Document segment:
========================================================================

Moderation Strike update: Data dumps, choosing representatives, GPT data, and where we’re holding

Question

_{Note: As part of the strike organization, this is a mirror of a post on the network-wide Meta, MSE. Make sure to check out the answers and discussion there, too!}

Introduction

Since our strike announcement, a number of new developments have occurred. Philippe, VP of Community, posted data they have regarding GPT content on the platform. Stack Exchange staff reached out to strike organizers and asked us to choose three moderator representatives for the strike. Also, a former DBA for Stack Exchange, Inc. disclosed that data dumps have been disabled. This post strives to speak on these developments from the perspective of strike participants.

Strike representatives

We have been coordinating action on our Discord server, as Stack Exchange, Inc. has instructed us in no uncertain terms that we cannot organize on their platform. Through this server, we were reached out to by employees of Stack Exchange, Inc. to designate representatives for the strike. These representatives will later meet with Stack Exchange, Inc. representatives and will negotiate on our behalf. These representatives must be moderators, as requested by the company, because some of the discussion points will involve information that is currently confidential and covered by the moderator agreement. Additionally, new data may be disclosed by SE that may not be cleared for public release, and must be protected for privacy reasons.

In order to decide the representatives, a poll was organised which ended at midnight UTC on the 11th of June. As a result of that poll, the following users will be representing us in discussions with Stack Exchange, Inc.:

The full, anonymized results of the voting can be seen here.

The Data Dumps

A former database administrator (DBA) for the company has disclosed that Stack Exchange, Inc. quietly disabled the data dumps in March 2023, with a note that they should only be re-enabled with approval from senior leadership. Shortly after, the CTO, Jody Bailey, confirmed this to be the case, citing the need to “protect Stack Overflow data from being misused by companies building LLMs” and the dump has been stopped until “guardrails” are in place.

The Stack Exchange data dumps have been in place since 2009 and have been used to make network data available in an alternative format that allows people to take advantage of the open CC BY-SA license.

Disabling the data dumps in this manner is yet another example of poor communication with the very community of contributors who is at the heart of the network. The data dumps were turned off for several months, with no advance warning or communication until a user asked about it. And, even then, the company's decision was only revealed by a whistleblower, who effectively forced the CTO's hand to confirm it.

Perhaps more importantly, the data dumps serve to emphasize the very reason for the existence of the platform: Guaranteed, free access to a repository of knowledge. The network was founded to be an alternative to a paywalled platform and to guarantee that information was freely distributed. The data dumps were an insurance that no matter what happened with the company in the future, the information shared on the platform would always be freely accessible to all. Disabling these dumps is a betrayal of the founding philosophy of the network.

========================================================================

Explore the material:
a) According to the strike update, when did Stack Exchange, Inc. disable the data dumps?
b) Extract the part of the strike update from "A former database" to "are in place.".
c) Write the next part of the moderation strike update, starting after its final paragraph.

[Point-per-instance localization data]
========================================================================

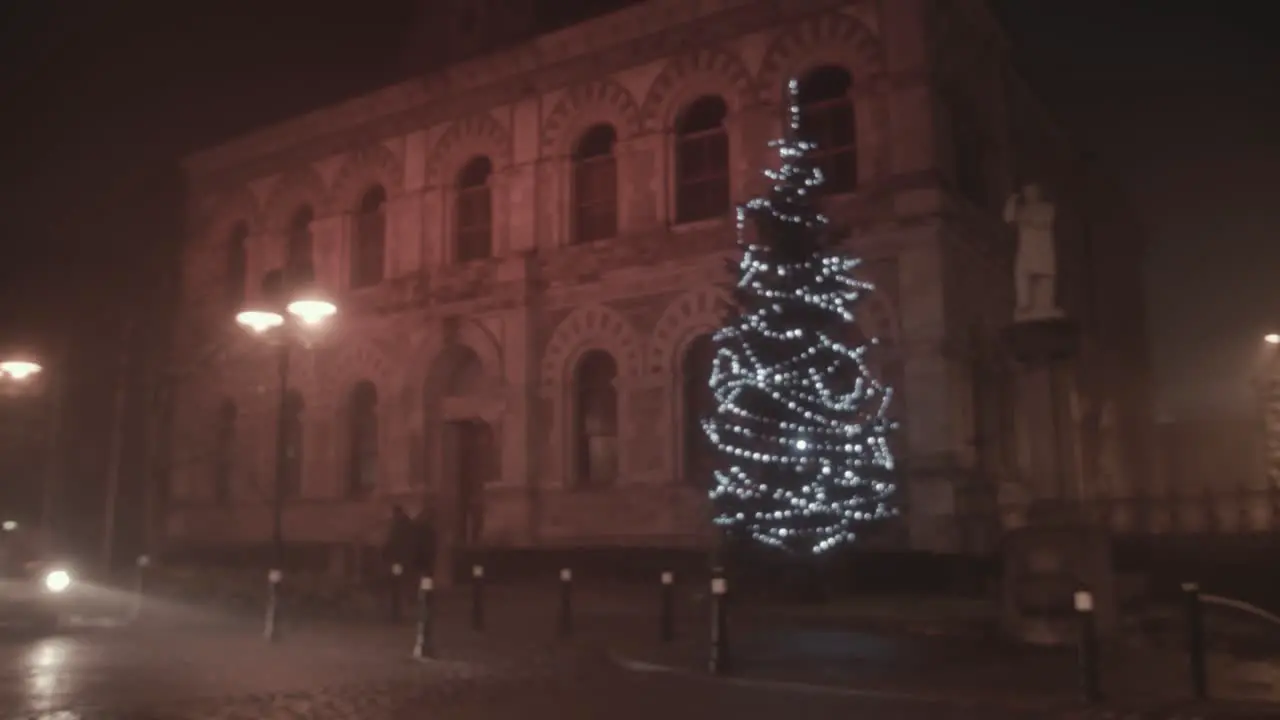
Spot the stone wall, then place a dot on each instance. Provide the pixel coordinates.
(528, 313)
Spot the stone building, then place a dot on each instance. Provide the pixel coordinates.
(529, 251)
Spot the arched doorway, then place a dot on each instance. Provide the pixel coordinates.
(461, 450)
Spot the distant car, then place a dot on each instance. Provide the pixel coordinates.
(33, 588)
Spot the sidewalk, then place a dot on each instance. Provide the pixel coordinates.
(955, 671)
(781, 647)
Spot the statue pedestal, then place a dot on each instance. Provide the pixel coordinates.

========================================================================

Responses for each task:
a) In March 2023.

b)
A former database administrator (DBA) for the company has disclosed that Stack Exchange, Inc. quietly disabled the data dumps in March 2023, with a note that they should only be re-enabled with approval from senior leadership. Shortly after, the CTO, Jody Bailey, confirmed this to be the case, citing the need to “protect Stack Overflow data from being misused by companies building LLMs” and the dump has been stopped until “guardrails” are in place.

c)
It would be hard to put it better than one of the site's founders, Joel Spolsky, did, when speaking on the Stack Overflow podcast #84:

We created Stack Overflow to be against [expropriation of community content]. If there's anything that's more in the DNA of Stack Overflow than that, I don't know what it is. That's one of our most core things. You can see this all over the place in the design of Stack Overflow.

First of all, from day one, we use the CC-wiki license. And it's basically a license, it says that we don't own the content that's on there, which is why we make those database dumps that are available.

Because we wanted to make sure that if no matter what happens, literally no matter who we sell to, or raise money from, or turn the site over to, and even if they take Stack Overflow, and make it an evil site where you have to pay to look at things and there's pop-up ads and pop-under ads, and you know, dancing chariots of fire that cross the screen and punch the monkey, and, man, I can take so many evil things anyway. And it just becomes a big gigantic spam site.

Doesn't matter because just take the latest CC-wiki download that we provided and go start your own site saying, you know what, this is gonna be the clean version. And I think a lot of people will follow you. We very, very deliberately built Stack Overflow in a way that there wouldn't be any chance of locking and we're pretty much doing the same thing with Stack Exchange.

Beyond promoting openness, in the spirit of the CC BY-SA license, and serving as the final bulwark of the community and its contributors against a company that ever turns "evil", the data dumps were also key to innovative uses of Stack Overflow's knowledge base in environments like prisons and Arctic research labs, where no Internet connection is available to access the live site. You can read more about these initiatives, called the "Overflow Offline" Project, on the Stack Overflow Blog and in a Verge article by Mitchell Clark.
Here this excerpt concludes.